+++ DOCUMENT SECTION

Reference: https://towardsdatascience.com/evaluate-topic-model-in-python-latent-dirichlet-allocation-lda-7d57484bb5d0?gi=b3b53e8290cd

In [1]:
import warnings
import gensim
import spacy
import joblib
import pickle
import pyLDAvis
import tqdm
import pandas as pd
import numpy as np
import pyLDAvis.gensim_models as gensimvis
import gensim.corpora as corpora

from gensim.utils import simple_preprocess
from gensim.models import CoherenceModel
from datetime import datetime

warnings.filterwarnings(action="ignore")
pyLDAvis.enable_notebook()



### I. Import Data
---

In [2]:
gcash_good = joblib.load('../../Data/Preprocessed/Mico/P2/gcash_good.sav')
gcash_bad = joblib.load('../../Data/Preprocessed/Mico/P2/gcash_bad.sav')
paymaya_good = joblib.load('../../Data/Preprocessed/Mico/P2/paymaya_good.sav')
paymaya_bad = joblib.load('../../Data/Preprocessed/Mico/P2/paymaya_bad.sav')

In [3]:
def get_data(list, store):
    if store == 'as':
        data, dictionary, corpus = list[0], list[1], list[2]
    elif store == 'ps':
        data, dictionary, corpus = list[3], list[4], list[5]
    return data, dictionary, corpus

In [4]:
gcash_good_as, gcash_good_dict_as, gcash_good_corpus_as = get_data(gcash_good, 'as')
gcash_good_ps, gcash_good_dict_ps, gcash_good_corpus_ps = get_data(gcash_good, 'ps')

In [5]:
gcash_bad_as, gcash_bad_dict_as, gcash_bad_corpus_as = get_data(gcash_bad, 'as')
gcash_bad_ps, gcash_bad_dict_ps, gcash_bad_corpus_ps = get_data(gcash_bad, 'ps')

In [6]:
paymaya_good_as, paymaya_good_dict_as, paymaya_good_corpus_as = get_data(paymaya_good, 'as')
paymaya_good_ps, paymaya_good_dict_ps, paymaya_good_corpus_ps = get_data(paymaya_good, 'ps')

++++++

_ACTION ITEM A_:
Copy every line in the records below that contains the string "positive", treating case as significant.

+++ INPUT DATA

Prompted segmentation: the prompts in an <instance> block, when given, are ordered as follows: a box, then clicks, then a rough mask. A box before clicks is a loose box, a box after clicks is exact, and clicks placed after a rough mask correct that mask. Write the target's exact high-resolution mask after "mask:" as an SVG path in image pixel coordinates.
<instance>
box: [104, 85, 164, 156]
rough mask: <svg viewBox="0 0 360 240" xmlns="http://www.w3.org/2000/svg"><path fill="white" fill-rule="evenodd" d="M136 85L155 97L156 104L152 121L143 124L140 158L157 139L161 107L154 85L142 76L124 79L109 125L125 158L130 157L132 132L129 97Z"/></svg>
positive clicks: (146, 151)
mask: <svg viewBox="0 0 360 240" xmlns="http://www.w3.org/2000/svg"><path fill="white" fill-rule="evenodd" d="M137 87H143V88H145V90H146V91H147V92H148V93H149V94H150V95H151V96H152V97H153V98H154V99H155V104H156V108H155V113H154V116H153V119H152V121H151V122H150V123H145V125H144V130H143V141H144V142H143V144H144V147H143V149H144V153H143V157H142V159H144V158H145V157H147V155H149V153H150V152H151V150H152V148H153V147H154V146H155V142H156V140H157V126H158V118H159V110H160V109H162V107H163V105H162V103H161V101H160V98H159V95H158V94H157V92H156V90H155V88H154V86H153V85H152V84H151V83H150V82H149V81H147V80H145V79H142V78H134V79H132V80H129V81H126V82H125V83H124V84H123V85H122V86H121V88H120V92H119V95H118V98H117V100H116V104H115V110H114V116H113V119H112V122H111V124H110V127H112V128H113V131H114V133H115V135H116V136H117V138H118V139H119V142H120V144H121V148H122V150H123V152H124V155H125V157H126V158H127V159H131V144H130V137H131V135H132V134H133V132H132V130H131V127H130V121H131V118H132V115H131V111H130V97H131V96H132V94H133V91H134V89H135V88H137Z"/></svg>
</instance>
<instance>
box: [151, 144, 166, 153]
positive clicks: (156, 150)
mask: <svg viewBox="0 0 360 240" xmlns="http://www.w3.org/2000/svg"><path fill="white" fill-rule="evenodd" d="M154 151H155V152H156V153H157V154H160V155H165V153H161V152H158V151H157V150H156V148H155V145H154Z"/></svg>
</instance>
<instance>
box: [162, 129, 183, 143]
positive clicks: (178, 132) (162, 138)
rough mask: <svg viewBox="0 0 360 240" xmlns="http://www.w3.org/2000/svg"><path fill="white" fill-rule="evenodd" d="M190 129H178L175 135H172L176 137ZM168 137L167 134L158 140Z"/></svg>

++++++

_ACTION ITEM B_:
In the notebook code, which list positions does get_data take data, dictionary and corpus from when store is 'ps'?

_WRITTEN ANSWER A_:
positive clicks: (146, 151)
positive clicks: (156, 150)
positive clicks: (178, 132) (162, 138)

_WRITTEN ANSWER B_:
It takes them from list[3], list[4] and list[5].